> _Description of the task_
Shift the answer points by 131: rewrite the records from the line with "# test: mark the dark" to the line with "point(183, 482)", both lines included, and add 131 to each coordinate in the answer points. Copy every other line in that span unchanged, including the requests and their sample points.

> _Supplied records_
◆ ◆ ◆
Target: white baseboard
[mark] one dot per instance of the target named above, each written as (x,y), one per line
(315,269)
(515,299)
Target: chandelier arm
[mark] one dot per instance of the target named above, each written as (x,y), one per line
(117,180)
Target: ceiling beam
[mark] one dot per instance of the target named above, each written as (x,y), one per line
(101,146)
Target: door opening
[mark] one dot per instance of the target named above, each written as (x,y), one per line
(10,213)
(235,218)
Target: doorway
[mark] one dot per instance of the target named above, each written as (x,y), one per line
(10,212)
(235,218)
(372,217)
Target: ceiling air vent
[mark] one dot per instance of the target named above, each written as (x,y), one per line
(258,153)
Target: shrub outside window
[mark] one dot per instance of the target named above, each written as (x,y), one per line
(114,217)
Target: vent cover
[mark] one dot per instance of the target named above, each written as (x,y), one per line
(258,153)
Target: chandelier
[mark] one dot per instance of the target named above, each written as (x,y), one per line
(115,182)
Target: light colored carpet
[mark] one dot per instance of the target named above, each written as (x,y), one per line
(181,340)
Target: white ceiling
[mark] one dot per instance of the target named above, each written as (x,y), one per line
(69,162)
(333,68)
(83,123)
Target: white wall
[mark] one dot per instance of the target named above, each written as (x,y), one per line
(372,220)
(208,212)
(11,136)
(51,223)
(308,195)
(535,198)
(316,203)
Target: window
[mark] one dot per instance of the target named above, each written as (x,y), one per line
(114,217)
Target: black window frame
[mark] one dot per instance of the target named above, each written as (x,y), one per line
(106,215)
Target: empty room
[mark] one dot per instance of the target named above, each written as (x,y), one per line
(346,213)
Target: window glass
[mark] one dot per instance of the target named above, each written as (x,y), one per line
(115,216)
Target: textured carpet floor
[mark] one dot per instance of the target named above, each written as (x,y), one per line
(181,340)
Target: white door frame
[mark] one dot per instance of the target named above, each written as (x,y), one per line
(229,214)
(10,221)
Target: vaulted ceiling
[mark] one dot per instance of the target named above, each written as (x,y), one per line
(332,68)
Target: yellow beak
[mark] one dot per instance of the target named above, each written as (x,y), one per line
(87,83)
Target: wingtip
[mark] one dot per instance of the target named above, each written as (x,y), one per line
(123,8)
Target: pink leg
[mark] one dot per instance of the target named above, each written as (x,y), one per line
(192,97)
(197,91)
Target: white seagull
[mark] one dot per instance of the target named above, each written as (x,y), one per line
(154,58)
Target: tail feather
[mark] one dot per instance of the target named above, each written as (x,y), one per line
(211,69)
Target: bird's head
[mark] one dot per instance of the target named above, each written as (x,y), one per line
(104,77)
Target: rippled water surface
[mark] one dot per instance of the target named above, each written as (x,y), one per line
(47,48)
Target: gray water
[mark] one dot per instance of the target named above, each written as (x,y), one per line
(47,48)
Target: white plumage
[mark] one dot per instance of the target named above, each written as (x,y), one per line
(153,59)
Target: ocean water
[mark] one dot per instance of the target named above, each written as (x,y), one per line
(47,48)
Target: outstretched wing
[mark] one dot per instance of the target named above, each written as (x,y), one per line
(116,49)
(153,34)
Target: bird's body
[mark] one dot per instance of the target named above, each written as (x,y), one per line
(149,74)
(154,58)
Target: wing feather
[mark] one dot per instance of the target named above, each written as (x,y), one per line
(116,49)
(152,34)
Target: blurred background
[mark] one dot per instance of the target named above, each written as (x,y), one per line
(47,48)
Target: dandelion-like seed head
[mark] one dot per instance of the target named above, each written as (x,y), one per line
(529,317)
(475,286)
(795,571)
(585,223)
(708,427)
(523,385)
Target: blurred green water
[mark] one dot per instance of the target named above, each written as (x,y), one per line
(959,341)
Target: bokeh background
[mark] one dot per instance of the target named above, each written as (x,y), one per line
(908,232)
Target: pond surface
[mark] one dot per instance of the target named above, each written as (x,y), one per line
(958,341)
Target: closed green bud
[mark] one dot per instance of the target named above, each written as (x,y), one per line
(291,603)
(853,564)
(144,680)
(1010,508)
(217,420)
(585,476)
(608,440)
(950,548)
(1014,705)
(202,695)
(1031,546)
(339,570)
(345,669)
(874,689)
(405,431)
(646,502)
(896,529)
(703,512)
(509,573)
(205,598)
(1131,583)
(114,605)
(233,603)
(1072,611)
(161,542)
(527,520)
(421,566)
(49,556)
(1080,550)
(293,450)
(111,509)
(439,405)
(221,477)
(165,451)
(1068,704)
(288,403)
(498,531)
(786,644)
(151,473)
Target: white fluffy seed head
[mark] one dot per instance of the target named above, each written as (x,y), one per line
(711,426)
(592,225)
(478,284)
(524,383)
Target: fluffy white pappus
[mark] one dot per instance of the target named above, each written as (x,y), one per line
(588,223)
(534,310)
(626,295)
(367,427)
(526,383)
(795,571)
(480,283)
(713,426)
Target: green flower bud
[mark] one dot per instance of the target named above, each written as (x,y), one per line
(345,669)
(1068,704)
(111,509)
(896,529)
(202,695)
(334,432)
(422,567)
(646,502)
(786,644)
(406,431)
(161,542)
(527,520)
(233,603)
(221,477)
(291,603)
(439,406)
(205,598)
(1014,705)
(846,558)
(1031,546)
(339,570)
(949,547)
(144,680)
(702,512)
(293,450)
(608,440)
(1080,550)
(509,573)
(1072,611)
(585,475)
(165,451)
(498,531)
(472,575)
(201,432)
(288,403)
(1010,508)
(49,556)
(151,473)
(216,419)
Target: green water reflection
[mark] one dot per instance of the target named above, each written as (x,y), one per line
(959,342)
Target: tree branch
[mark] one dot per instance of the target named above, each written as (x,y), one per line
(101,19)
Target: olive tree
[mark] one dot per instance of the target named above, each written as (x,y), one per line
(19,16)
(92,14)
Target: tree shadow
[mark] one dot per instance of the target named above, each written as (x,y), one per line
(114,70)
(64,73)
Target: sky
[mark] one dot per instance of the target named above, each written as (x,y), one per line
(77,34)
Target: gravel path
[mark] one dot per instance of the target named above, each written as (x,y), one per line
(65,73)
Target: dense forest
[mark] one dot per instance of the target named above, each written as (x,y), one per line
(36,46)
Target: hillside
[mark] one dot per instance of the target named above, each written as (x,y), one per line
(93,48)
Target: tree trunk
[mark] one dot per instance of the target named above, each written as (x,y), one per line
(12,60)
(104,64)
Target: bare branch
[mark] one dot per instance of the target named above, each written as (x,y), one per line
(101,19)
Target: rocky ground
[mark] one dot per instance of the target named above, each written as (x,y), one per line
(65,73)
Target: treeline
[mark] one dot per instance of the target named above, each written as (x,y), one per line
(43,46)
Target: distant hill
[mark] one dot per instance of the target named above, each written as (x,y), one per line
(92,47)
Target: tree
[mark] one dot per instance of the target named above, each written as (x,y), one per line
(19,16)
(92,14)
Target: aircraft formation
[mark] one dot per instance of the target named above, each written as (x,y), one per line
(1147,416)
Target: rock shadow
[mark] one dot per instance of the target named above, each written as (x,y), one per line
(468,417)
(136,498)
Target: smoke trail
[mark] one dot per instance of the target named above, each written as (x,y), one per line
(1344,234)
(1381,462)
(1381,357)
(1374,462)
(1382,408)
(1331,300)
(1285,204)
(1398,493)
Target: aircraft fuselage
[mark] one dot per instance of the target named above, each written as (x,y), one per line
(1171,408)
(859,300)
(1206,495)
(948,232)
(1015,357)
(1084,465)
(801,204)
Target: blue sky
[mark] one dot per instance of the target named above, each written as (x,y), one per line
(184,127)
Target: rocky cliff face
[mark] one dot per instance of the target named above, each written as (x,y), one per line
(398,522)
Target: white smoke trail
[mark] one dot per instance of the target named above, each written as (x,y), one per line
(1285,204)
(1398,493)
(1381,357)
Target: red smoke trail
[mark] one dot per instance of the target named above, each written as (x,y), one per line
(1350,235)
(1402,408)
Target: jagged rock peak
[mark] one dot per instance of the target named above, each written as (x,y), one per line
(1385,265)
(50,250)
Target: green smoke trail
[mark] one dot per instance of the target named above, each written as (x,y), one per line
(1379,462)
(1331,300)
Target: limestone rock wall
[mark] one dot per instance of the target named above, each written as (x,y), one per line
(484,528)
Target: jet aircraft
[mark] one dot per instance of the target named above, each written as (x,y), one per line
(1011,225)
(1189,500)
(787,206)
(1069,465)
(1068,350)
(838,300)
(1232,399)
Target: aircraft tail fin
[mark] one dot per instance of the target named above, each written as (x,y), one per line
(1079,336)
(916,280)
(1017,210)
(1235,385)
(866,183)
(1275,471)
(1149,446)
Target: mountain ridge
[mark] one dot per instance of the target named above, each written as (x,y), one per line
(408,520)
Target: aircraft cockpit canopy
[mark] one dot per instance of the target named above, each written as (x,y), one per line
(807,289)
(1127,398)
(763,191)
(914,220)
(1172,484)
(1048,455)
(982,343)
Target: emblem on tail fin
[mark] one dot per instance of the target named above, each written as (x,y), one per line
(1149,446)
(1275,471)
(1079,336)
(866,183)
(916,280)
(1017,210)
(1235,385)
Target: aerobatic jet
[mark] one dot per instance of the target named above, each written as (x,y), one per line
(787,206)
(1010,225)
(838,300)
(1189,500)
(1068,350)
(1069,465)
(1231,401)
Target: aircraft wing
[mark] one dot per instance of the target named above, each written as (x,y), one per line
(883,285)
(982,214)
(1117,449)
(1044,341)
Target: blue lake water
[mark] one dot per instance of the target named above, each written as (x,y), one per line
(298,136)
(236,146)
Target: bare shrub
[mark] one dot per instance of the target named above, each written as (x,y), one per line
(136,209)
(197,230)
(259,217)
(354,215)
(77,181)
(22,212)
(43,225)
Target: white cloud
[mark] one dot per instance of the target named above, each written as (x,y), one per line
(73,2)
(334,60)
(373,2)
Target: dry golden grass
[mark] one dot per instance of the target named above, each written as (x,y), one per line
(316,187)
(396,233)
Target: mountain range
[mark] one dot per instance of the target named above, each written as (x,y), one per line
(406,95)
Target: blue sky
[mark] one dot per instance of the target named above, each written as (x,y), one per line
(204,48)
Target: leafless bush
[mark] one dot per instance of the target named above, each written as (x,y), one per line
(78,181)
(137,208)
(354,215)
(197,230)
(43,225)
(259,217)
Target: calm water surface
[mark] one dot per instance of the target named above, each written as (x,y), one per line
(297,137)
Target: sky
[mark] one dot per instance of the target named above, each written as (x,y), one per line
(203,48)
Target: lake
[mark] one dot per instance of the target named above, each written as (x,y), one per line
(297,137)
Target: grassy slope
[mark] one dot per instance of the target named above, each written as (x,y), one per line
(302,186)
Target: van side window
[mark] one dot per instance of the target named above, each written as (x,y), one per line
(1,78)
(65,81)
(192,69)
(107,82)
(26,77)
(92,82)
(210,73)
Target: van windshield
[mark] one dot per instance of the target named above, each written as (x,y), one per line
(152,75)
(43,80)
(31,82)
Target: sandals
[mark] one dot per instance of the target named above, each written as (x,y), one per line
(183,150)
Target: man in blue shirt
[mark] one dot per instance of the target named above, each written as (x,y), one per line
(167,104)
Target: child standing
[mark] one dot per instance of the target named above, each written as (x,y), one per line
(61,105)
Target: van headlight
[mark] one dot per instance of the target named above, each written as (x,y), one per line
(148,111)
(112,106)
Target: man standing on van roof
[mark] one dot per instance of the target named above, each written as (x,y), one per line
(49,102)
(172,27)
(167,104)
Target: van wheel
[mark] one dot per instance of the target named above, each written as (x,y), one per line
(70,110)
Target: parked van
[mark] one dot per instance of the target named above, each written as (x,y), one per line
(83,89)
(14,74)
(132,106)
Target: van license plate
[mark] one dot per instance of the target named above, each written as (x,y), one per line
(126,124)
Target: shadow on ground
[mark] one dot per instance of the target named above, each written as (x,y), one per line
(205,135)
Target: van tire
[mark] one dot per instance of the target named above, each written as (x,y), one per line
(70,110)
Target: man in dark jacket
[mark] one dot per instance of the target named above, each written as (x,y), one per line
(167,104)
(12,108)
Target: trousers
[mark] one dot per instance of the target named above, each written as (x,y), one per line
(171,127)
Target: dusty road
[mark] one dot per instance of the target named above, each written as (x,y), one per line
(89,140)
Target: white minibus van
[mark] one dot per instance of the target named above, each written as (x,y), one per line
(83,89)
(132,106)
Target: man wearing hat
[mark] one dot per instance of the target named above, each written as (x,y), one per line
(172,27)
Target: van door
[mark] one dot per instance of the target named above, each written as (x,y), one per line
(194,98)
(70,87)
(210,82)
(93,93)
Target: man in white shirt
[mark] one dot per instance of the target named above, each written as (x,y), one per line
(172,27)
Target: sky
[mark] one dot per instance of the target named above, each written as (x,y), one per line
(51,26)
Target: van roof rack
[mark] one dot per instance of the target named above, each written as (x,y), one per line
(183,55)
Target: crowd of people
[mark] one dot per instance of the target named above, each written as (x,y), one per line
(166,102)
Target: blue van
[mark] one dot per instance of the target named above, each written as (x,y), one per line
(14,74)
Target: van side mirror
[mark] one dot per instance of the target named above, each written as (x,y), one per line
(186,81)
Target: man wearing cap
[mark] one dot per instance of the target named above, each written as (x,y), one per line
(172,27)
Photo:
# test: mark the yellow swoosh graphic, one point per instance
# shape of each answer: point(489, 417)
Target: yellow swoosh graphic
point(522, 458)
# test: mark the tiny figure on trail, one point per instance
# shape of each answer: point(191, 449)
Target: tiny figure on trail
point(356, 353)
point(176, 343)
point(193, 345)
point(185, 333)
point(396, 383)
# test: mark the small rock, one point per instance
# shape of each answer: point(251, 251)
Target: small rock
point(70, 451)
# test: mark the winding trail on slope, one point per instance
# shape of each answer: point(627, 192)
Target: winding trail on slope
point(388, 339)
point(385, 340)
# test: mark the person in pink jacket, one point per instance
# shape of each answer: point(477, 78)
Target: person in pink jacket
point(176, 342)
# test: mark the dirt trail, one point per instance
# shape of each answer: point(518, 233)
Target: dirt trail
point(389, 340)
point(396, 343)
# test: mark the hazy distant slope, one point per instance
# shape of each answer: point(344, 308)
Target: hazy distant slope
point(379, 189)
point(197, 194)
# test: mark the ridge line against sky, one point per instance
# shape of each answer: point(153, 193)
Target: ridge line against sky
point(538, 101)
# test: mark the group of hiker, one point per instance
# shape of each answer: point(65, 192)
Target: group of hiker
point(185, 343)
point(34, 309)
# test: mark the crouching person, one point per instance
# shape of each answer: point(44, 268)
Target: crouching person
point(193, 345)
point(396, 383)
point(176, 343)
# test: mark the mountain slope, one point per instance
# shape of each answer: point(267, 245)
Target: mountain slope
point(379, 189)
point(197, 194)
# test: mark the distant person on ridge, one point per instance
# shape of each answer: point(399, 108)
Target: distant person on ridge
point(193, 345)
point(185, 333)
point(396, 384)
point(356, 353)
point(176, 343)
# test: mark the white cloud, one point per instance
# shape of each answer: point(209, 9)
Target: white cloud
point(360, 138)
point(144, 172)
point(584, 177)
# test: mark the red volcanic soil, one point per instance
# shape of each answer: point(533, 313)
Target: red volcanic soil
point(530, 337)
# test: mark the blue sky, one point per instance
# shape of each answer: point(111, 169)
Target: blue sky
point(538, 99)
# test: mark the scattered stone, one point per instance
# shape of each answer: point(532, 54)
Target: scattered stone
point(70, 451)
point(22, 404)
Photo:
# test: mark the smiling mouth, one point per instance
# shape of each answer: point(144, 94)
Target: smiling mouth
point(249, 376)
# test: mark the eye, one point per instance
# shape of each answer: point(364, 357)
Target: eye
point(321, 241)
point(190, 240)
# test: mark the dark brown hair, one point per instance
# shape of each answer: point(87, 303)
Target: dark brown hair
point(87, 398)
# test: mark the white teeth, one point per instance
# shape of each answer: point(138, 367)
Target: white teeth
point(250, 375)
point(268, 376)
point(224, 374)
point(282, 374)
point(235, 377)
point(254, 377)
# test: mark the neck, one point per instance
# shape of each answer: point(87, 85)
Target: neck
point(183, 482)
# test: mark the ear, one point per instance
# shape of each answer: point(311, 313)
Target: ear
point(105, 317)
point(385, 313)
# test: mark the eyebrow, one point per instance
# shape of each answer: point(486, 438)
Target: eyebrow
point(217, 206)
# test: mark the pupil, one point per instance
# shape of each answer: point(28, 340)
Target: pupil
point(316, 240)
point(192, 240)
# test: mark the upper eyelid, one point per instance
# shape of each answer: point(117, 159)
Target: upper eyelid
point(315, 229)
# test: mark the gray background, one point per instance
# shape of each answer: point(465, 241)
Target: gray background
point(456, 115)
◆ ◆ ◆
> _Answer to the exercise_
# test: mark the dark brown hair, one point per instance
# shape of each answer: point(87, 303)
Target: dark brown hair
point(218, 529)
# test: mark the white teeth, one point per instance
# shape of each answer: point(138, 367)
Target: white teeth
point(381, 506)
point(399, 507)
point(355, 505)
point(413, 505)
point(366, 508)
point(385, 508)
# test: mark the neck, one point per instance
# shape of each answer: point(87, 85)
Target: neck
point(314, 613)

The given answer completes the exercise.